■ Description of the task
Each line of the listing where the string "instance" appears is to be identified and copied.

■ Task material
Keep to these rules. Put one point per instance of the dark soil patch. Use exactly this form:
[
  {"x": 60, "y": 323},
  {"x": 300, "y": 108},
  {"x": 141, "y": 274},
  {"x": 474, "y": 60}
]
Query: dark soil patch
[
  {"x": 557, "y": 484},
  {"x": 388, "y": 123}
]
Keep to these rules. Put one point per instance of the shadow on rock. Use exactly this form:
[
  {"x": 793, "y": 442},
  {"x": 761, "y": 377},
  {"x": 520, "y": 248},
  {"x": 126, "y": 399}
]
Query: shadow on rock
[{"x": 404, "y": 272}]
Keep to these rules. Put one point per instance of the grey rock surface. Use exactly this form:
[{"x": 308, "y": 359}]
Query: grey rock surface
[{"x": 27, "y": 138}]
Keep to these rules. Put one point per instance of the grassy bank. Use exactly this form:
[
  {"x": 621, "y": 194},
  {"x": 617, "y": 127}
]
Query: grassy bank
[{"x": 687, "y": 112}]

■ Task result
Keep to these rules. Put one point per instance of the dark soil patch. Use exactly this form:
Keep to these rules. Put one point per instance of the shadow on rock. Use exactly this form:
Keep to these rules. Put one point per instance of the grey rock surface. Use exactly this form:
Keep to these rules. Put one point per instance of the grassy bank. Use exactly this form:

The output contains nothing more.